Starting with the line that contains "Teacher note: please indicate the autumn", set down each line through the end of the entries below, exactly and with nothing added.

• **Point labeling examples**
• • • •

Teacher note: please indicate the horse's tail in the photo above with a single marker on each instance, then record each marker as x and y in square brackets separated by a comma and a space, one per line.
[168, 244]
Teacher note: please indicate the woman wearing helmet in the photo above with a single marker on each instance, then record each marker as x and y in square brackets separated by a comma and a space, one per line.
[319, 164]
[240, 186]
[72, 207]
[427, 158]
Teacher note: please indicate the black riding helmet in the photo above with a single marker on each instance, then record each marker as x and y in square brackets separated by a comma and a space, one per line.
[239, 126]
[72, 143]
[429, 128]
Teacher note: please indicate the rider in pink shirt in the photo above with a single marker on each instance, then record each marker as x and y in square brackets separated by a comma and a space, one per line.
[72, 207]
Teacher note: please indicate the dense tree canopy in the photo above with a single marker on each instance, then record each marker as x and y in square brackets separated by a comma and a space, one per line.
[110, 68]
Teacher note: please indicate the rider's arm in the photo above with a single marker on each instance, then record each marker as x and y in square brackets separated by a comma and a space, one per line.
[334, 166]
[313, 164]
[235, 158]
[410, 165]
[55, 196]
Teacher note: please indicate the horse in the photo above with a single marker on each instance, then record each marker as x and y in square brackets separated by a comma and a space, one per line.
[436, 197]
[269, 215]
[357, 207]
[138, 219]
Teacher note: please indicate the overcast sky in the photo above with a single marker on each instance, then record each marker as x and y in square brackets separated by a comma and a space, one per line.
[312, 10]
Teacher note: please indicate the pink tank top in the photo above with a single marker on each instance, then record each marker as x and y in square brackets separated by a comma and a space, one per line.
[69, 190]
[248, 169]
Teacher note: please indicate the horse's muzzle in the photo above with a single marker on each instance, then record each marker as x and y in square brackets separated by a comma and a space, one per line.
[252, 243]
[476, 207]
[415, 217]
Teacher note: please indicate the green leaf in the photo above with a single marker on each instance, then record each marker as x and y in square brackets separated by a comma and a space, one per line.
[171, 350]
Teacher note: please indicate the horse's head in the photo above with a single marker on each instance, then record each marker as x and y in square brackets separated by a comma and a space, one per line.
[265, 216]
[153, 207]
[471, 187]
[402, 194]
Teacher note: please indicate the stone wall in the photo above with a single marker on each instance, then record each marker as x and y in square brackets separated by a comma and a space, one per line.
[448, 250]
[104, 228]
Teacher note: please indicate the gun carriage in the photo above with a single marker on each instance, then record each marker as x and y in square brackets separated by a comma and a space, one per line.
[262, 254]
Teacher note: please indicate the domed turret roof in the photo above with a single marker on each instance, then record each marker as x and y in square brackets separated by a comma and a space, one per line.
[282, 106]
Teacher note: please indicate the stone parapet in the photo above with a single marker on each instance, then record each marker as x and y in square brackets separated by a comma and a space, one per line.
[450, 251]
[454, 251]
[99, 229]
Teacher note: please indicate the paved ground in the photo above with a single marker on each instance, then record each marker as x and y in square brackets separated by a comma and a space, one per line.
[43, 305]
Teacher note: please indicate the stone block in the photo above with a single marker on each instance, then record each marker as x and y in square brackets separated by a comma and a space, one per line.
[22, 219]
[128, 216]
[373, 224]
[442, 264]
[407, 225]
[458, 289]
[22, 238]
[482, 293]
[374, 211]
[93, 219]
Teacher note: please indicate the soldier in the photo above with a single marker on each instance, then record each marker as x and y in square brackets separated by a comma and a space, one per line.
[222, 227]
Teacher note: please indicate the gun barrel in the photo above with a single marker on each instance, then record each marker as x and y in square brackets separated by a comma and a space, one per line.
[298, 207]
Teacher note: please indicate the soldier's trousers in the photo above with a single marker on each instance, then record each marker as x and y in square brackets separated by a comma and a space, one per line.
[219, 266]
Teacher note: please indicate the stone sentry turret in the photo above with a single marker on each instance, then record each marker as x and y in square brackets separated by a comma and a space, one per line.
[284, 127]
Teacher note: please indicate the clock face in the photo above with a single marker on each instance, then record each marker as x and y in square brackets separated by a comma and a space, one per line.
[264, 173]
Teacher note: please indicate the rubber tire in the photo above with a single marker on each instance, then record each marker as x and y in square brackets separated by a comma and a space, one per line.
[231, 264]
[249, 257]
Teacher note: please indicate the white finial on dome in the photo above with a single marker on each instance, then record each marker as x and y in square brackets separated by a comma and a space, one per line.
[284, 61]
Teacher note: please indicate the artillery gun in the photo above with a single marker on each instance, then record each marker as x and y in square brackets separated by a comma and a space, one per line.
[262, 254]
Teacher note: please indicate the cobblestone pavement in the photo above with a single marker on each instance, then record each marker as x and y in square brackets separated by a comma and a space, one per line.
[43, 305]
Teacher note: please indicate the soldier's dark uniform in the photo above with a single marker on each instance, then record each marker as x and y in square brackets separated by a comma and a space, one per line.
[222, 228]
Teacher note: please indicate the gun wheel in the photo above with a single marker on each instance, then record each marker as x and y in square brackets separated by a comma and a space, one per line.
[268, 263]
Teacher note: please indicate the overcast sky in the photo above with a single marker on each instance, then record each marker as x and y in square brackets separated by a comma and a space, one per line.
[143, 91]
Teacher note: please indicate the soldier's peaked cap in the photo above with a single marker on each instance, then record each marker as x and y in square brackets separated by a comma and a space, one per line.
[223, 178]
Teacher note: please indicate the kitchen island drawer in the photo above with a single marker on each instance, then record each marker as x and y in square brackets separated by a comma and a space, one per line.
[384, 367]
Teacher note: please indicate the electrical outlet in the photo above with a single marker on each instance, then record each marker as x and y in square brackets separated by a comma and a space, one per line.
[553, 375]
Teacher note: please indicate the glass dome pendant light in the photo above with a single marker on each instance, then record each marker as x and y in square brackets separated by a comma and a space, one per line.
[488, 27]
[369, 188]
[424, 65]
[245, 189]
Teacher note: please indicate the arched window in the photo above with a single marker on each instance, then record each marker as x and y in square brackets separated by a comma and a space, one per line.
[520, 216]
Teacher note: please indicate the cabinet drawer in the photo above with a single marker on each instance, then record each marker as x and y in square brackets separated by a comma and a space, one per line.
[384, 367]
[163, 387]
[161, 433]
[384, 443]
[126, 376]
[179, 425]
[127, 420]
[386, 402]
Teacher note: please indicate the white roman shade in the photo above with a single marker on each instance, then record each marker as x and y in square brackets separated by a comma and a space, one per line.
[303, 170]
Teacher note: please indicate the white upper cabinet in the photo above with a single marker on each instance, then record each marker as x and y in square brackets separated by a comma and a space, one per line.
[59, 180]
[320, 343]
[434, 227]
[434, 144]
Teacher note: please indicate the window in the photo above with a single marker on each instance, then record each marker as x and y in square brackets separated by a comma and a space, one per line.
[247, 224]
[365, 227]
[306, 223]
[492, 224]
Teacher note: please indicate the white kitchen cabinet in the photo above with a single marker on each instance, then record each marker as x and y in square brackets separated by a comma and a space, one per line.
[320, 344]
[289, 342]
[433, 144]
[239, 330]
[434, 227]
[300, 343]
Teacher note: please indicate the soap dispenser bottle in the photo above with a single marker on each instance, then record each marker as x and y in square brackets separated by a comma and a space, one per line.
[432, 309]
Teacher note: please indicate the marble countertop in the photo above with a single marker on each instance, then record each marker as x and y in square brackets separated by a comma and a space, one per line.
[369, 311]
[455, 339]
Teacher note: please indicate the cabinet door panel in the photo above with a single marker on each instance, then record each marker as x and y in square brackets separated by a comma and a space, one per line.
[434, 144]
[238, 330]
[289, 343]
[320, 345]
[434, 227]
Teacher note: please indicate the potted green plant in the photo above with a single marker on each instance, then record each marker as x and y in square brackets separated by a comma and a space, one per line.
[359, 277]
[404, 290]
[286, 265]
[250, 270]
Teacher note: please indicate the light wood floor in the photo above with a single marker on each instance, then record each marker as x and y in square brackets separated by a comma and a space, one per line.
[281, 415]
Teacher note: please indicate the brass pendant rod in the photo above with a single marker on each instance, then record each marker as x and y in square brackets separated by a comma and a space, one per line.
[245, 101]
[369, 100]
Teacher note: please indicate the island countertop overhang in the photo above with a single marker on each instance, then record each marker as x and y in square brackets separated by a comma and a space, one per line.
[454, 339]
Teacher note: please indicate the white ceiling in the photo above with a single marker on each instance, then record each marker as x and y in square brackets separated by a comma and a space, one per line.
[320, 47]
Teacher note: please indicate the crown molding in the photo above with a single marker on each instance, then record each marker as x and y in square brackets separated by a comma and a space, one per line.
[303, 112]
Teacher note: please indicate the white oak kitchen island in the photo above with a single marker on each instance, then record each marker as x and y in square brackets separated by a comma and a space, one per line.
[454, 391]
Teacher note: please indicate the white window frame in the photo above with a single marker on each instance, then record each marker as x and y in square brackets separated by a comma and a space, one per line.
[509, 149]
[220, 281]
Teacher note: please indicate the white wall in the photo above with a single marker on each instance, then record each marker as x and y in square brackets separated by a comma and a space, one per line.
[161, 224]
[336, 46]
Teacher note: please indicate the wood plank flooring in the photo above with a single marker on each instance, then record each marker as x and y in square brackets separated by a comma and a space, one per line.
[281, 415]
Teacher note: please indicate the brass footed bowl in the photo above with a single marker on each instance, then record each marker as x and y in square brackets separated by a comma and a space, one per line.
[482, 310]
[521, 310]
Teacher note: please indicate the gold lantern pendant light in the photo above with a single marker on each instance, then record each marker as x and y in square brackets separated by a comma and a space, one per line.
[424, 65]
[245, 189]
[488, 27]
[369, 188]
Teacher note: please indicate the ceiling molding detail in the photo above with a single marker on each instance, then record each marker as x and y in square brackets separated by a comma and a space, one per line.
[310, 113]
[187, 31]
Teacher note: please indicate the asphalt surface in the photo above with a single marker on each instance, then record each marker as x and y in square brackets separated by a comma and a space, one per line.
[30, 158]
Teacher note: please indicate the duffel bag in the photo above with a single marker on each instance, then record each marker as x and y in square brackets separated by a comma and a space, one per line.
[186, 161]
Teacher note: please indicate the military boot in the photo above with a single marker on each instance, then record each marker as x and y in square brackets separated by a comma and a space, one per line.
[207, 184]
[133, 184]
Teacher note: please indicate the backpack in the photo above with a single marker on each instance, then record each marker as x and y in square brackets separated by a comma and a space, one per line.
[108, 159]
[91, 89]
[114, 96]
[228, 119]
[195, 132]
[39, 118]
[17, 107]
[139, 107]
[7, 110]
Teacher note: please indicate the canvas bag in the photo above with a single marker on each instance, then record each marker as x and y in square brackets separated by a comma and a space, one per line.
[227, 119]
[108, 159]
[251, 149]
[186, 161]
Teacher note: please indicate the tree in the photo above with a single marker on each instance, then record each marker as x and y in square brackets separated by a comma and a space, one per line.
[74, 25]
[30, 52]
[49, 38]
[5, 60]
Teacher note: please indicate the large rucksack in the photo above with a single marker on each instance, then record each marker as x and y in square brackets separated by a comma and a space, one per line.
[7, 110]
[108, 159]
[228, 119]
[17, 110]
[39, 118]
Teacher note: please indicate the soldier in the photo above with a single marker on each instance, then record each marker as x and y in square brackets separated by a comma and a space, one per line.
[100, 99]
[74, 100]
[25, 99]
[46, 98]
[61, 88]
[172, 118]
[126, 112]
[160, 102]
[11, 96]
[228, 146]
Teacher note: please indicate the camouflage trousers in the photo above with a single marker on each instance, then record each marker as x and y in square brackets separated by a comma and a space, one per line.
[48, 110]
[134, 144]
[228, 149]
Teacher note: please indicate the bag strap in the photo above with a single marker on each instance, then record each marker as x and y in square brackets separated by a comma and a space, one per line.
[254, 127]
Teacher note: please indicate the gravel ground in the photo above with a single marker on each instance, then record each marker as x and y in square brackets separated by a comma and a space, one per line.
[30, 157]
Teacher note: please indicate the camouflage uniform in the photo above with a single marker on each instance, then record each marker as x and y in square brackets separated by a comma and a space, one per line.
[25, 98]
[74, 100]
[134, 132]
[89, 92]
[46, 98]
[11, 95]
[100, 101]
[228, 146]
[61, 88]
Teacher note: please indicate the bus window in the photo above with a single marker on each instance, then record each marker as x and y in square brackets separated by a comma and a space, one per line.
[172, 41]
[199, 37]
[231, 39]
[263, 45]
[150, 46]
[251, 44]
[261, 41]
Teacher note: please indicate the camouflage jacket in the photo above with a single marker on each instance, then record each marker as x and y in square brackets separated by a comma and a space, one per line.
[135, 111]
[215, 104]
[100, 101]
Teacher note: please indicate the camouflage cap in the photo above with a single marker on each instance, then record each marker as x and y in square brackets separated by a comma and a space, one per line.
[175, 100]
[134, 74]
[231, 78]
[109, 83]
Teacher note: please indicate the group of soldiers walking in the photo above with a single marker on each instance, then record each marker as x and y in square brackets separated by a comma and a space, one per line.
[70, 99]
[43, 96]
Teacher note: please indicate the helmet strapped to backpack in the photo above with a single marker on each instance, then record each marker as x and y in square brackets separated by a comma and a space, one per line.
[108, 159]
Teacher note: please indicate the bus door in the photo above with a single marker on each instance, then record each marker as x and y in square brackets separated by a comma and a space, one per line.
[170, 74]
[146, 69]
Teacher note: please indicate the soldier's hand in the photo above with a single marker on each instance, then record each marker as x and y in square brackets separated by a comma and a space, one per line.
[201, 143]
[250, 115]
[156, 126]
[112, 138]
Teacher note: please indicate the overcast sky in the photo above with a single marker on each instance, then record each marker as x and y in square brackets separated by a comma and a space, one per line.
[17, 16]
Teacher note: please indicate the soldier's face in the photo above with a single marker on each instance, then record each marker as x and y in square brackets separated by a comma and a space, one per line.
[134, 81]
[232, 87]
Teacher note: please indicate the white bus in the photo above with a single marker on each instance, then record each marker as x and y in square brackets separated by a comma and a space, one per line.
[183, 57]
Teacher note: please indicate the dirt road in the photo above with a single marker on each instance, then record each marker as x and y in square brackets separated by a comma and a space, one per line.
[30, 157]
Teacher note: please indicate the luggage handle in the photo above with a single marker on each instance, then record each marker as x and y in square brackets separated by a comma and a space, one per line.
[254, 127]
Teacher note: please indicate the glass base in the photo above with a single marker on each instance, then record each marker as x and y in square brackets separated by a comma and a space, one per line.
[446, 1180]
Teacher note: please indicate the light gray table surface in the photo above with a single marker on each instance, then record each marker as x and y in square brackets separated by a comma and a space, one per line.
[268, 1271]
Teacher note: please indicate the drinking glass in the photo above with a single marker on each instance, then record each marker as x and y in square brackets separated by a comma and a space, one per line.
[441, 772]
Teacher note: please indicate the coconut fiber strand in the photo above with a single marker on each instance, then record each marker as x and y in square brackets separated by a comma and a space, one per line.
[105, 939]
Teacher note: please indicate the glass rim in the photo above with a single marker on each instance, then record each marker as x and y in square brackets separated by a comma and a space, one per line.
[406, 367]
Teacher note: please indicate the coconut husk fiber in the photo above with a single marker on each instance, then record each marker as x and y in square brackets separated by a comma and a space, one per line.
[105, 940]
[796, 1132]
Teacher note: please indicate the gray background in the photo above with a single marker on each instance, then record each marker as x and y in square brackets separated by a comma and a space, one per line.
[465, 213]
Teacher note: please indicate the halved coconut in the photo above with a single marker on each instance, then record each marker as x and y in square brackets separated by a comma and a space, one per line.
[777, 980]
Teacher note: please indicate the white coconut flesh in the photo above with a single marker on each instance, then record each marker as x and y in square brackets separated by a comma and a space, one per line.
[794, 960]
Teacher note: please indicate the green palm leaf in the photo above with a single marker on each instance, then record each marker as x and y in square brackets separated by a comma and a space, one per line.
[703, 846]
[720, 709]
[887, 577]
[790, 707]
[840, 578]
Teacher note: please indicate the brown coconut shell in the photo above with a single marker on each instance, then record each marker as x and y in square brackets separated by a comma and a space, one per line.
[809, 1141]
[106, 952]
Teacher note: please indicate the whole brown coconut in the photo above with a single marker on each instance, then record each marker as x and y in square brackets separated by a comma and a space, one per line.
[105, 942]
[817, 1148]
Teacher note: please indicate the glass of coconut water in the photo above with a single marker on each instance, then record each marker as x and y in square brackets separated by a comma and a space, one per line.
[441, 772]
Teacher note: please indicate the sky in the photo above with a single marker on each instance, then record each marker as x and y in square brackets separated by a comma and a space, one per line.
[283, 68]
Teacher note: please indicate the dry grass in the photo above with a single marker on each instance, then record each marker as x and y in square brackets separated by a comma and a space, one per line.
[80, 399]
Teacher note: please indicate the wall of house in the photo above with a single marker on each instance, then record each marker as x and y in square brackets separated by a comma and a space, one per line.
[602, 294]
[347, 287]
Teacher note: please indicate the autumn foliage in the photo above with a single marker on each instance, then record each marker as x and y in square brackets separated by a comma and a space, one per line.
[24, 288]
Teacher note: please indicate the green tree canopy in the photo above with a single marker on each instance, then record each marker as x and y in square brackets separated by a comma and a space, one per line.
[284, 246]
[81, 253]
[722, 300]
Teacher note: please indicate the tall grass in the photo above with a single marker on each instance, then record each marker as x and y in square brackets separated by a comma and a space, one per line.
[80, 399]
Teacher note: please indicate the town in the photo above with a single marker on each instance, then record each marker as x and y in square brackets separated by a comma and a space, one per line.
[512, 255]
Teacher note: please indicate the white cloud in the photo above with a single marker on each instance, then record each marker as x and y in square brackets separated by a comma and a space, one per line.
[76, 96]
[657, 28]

• • • •

• **RESULT**
Teacher note: please indicate the autumn foliage in the photo above with a single marker on each instance, then record each marker as x and y in square brackets separated by a comma and a space, one per line.
[24, 288]
Teacher note: please indicate the green tree canopy in the photo above with a single marker on each instance, then record each marker as x and y in square brackets separated by a comma and a space, one per line.
[284, 246]
[81, 253]
[722, 300]
Teacher note: please indicate the tall grass in the photo above with a single marker on each instance, then record each marker as x and y in square brackets separated by a comma and a space, one per line.
[80, 399]
Teacher note: please indicate the town in the photo above with a single marker on each instance, then record each marker as x and y in square brackets separated by a comma and a space, one per line.
[512, 255]
Teacher note: please indicate the white cloud in the photo above with a single marker on each instance, then record each marker as x and y in square brackets separated by a comma and a space, one per line.
[76, 96]
[657, 28]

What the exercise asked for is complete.